STATED TASK: Format the lines below as a numbered list, leaving out any blank lines.
--- start LISTING ---
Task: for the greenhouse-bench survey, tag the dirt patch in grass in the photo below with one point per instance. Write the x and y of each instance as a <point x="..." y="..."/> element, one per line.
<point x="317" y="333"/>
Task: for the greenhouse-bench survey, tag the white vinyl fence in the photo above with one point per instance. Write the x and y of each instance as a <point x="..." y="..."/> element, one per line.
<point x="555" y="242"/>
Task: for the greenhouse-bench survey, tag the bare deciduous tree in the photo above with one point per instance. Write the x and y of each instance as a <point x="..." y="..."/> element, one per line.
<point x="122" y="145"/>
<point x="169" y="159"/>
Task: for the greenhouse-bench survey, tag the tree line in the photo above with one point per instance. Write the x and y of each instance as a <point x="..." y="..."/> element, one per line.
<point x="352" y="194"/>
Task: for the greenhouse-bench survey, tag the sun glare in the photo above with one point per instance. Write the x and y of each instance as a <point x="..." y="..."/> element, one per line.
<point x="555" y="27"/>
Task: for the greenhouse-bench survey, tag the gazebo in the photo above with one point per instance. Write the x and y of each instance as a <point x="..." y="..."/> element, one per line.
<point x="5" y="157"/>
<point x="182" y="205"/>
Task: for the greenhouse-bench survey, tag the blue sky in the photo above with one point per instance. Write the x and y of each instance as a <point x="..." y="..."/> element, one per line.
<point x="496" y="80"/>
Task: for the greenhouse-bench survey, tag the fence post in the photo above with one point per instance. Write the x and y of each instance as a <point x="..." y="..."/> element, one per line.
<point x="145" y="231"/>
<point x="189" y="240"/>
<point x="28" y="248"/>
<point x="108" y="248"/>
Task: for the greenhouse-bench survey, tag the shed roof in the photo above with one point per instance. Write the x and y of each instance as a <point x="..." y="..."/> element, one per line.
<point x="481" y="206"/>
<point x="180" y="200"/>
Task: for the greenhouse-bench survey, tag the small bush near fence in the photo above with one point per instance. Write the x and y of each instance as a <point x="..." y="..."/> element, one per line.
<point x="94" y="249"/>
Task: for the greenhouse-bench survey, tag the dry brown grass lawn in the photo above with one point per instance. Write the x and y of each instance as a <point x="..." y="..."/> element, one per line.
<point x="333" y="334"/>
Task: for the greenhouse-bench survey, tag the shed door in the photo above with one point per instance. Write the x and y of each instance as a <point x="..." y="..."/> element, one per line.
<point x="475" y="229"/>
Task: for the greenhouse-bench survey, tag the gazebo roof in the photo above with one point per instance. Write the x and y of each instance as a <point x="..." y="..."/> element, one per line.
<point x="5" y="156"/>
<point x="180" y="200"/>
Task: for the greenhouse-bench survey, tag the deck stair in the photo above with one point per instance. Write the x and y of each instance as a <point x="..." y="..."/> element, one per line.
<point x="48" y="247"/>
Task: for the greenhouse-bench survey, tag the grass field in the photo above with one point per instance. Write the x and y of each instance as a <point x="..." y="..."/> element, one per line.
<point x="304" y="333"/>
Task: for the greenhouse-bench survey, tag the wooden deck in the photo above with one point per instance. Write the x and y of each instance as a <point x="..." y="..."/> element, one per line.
--- end LISTING ---
SOLUTION BELOW:
1. Task: for the greenhouse-bench survey, tag the dirt patch in grass in the photo below with one point per instance. Write the x and y of each instance as a <point x="..." y="..."/> element, one per line.
2. <point x="317" y="333"/>
3. Task: for the greenhouse-bench survey, tag the white vinyl fence in the photo above with one point per instance. Write the x and y of each instance as a <point x="..." y="..."/> element, one per line.
4. <point x="555" y="242"/>
5. Task: for the greenhouse-bench survey, tag the bare deciduous tree in the photo above with one point per instance. Write the x and y of each instance as a <point x="..." y="..."/> element, one per line.
6. <point x="122" y="145"/>
7. <point x="169" y="159"/>
8. Task: for the greenhouse-bench survey, tag the tree line in the photo above with one point per instance. Write the x and y of each instance as a <point x="..." y="..."/> element, one per line.
9. <point x="352" y="194"/>
10. Task: for the greenhouse-bench survey, tag the sun glare in the photo above with one point per instance. Write the x and y of each instance as a <point x="..." y="..."/> element, one per line.
11. <point x="555" y="27"/>
12. Task: for the greenhouse-bench survey, tag the gazebo in the photo above with one point per instance. Write the x and y of each instance as a <point x="..." y="..."/> element, one per line.
13. <point x="5" y="157"/>
14. <point x="182" y="205"/>
15. Task: for the greenhouse-bench survey, tag the blue sky in the photo above with one point per instance. Write the x and y of each instance as a <point x="..." y="..."/> element, one per line.
16. <point x="496" y="80"/>
17. Task: for the greenhouse-bench survey, tag the fence post in the photo above with one point per instance. Write the x and y of each instance as a <point x="..." y="..."/> element, one per line.
18. <point x="145" y="231"/>
19. <point x="189" y="240"/>
20. <point x="28" y="248"/>
21. <point x="108" y="248"/>
22. Task: for the greenhouse-bench survey, tag the shed roof in the photo above with one point per instance. Write the x and y of each instance as a <point x="..." y="..."/> element, one per line.
23. <point x="481" y="206"/>
24. <point x="180" y="200"/>
25. Task: for the greenhouse-bench survey, tag the small bush near fence in the photo above with one point per instance. Write the x and y of each instance as a <point x="..." y="..."/> element, one per line.
26. <point x="94" y="249"/>
27. Task: for the greenhouse-bench survey, tag the dry brown grass lawn in the photo above with one point per instance. Write the x and y of each instance as a <point x="..." y="..."/> element, one per line.
28. <point x="333" y="334"/>
29. Task: for the greenhouse-bench survey, tag the shed door in the photo above with one point per instance. Write the x and y of each instance as a <point x="..." y="..."/> element, one per line.
30. <point x="475" y="229"/>
31. Task: for the greenhouse-bench survey, tag the gazebo roof in the photo above with one point per instance. Write the x and y of each instance as a <point x="..." y="..."/> element, one per line.
32. <point x="5" y="156"/>
33. <point x="180" y="200"/>
34. Task: for the greenhouse-bench survey, tag the deck stair in the photo above with one point per instance. Write the x and y of each instance as a <point x="..." y="..."/> element, one per line.
35. <point x="48" y="247"/>
36. Task: for the greenhouse-bench survey, tag the grass field in the photo above with one point per instance. Write the x and y of each instance as a <point x="..." y="..."/> element, one per line.
37. <point x="304" y="333"/>
38. Task: for the greenhouse-bench survey, tag the wooden deck in the photo above with one point per instance. Write the x and y of each instance as a <point x="..." y="..."/> element, one per line.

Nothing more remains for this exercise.